YOUR GOAL: Collect and copy out every line in the items below that contains the string "positive".
Segment Start: AVAILABLE RECORDS
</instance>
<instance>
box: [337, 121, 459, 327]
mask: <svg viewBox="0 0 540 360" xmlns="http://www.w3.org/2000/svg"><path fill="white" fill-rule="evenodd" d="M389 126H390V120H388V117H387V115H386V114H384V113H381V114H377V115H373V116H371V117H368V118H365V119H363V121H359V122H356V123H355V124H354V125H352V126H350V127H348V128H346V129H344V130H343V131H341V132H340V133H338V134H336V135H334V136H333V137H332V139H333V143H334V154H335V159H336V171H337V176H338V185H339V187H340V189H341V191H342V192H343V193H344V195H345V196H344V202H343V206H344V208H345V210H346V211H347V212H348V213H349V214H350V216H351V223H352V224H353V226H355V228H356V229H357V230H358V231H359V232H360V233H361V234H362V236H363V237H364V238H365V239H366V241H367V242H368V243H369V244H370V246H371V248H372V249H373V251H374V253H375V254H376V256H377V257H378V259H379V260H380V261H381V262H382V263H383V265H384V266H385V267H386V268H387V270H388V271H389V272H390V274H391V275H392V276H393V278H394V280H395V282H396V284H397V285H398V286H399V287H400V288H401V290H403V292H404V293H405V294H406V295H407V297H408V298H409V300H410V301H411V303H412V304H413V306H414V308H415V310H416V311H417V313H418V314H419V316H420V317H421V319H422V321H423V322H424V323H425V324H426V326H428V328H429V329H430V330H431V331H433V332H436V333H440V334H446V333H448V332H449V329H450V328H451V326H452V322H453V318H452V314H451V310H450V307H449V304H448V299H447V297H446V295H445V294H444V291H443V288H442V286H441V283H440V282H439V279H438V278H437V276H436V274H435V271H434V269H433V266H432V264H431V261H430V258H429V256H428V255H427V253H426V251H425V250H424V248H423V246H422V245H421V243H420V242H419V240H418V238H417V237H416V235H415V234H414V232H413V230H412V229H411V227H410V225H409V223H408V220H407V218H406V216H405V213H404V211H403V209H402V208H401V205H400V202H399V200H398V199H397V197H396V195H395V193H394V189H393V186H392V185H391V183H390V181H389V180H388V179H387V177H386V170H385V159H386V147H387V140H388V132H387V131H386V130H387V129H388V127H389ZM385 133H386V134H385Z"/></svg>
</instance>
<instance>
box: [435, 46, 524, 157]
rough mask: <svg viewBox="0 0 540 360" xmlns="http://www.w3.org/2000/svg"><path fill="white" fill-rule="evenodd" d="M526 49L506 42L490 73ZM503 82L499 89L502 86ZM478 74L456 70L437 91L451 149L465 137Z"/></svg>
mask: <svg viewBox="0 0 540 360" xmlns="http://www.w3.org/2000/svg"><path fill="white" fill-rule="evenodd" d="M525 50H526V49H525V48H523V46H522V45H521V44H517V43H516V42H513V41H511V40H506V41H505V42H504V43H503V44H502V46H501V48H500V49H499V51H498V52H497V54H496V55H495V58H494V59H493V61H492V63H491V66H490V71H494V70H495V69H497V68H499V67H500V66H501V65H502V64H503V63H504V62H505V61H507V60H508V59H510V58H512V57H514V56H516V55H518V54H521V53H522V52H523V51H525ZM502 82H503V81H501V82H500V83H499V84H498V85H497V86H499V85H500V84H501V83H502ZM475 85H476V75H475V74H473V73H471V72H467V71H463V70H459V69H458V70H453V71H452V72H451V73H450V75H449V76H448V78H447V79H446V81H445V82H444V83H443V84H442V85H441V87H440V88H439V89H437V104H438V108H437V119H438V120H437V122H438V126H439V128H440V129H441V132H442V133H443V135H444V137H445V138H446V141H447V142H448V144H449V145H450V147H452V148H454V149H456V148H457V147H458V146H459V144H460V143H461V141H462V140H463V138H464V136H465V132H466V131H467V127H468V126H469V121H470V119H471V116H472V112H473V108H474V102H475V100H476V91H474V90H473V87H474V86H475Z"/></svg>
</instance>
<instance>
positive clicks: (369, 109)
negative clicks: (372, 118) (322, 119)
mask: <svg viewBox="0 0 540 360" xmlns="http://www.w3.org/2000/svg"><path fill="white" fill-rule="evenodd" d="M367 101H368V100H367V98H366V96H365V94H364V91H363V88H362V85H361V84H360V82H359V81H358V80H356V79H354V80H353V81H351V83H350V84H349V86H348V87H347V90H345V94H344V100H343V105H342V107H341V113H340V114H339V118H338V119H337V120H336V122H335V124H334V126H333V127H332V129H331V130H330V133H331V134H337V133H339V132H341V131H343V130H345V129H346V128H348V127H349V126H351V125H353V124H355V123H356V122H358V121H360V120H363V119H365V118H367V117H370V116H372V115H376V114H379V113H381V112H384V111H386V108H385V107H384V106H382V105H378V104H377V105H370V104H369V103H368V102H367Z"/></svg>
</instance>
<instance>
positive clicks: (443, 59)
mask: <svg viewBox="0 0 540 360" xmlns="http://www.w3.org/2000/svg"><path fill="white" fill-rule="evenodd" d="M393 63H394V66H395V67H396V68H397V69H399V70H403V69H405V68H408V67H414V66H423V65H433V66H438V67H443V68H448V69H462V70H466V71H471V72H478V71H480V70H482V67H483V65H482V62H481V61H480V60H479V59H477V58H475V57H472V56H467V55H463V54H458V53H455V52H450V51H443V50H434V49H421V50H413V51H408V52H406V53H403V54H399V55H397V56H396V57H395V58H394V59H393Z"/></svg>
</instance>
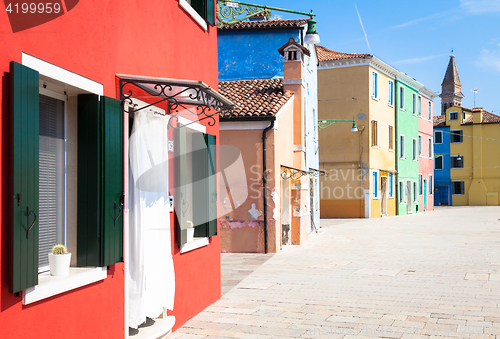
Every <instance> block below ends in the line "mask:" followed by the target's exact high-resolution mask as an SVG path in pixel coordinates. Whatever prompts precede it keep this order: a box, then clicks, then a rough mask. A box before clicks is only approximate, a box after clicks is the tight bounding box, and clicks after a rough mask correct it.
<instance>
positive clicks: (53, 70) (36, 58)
mask: <svg viewBox="0 0 500 339" xmlns="http://www.w3.org/2000/svg"><path fill="white" fill-rule="evenodd" d="M22 59H23V65H24V66H27V67H29V68H32V69H34V70H36V71H38V73H40V74H41V75H44V76H46V77H49V78H51V79H54V80H57V81H60V82H63V83H65V84H68V85H70V86H73V87H77V88H80V89H82V90H84V91H87V92H90V93H95V94H99V95H104V86H103V85H102V84H100V83H98V82H96V81H93V80H90V79H88V78H85V77H83V76H81V75H79V74H76V73H73V72H70V71H68V70H66V69H64V68H61V67H59V66H56V65H53V64H51V63H48V62H46V61H43V60H41V59H38V58H35V57H34V56H31V55H29V54H26V53H23V54H22Z"/></svg>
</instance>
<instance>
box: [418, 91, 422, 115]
mask: <svg viewBox="0 0 500 339" xmlns="http://www.w3.org/2000/svg"><path fill="white" fill-rule="evenodd" d="M417 111H418V116H419V117H421V116H422V96H421V95H419V96H418V99H417Z"/></svg>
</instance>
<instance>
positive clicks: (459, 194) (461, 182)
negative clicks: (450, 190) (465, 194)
mask: <svg viewBox="0 0 500 339" xmlns="http://www.w3.org/2000/svg"><path fill="white" fill-rule="evenodd" d="M455 182H461V183H462V185H463V186H464V193H453V186H454V185H453V183H455ZM451 184H452V185H453V186H452V188H451V195H465V181H463V180H452V181H451Z"/></svg>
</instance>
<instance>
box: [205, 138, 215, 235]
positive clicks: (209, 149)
mask: <svg viewBox="0 0 500 339" xmlns="http://www.w3.org/2000/svg"><path fill="white" fill-rule="evenodd" d="M205 142H206V144H207V149H208V197H207V199H208V236H209V237H211V236H213V235H216V234H217V176H216V173H217V153H216V149H217V147H216V139H215V135H211V134H205Z"/></svg>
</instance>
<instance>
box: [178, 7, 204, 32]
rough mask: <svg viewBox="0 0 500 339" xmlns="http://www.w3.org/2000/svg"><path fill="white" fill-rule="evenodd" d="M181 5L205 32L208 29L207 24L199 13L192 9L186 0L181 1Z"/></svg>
mask: <svg viewBox="0 0 500 339" xmlns="http://www.w3.org/2000/svg"><path fill="white" fill-rule="evenodd" d="M179 5H180V6H181V7H182V8H183V9H184V10H185V11H186V12H188V14H189V15H191V17H192V18H193V19H194V21H196V23H198V25H200V26H201V28H203V29H204V30H205V31H206V30H207V29H208V26H207V22H206V21H205V19H203V18H202V17H201V15H199V14H198V12H196V11H195V9H194V8H193V7H191V5H190V4H188V2H187V1H186V0H179Z"/></svg>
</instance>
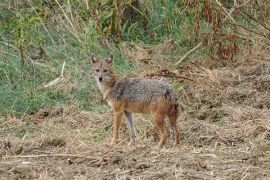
Segment End: AVAILABLE RECORDS
ANSWER TO THE EXERCISE:
positive clicks: (369, 109)
positive clicks: (443, 59)
positive clicks: (53, 70) (36, 58)
positive clicks: (459, 194) (461, 182)
positive clicks: (209, 149)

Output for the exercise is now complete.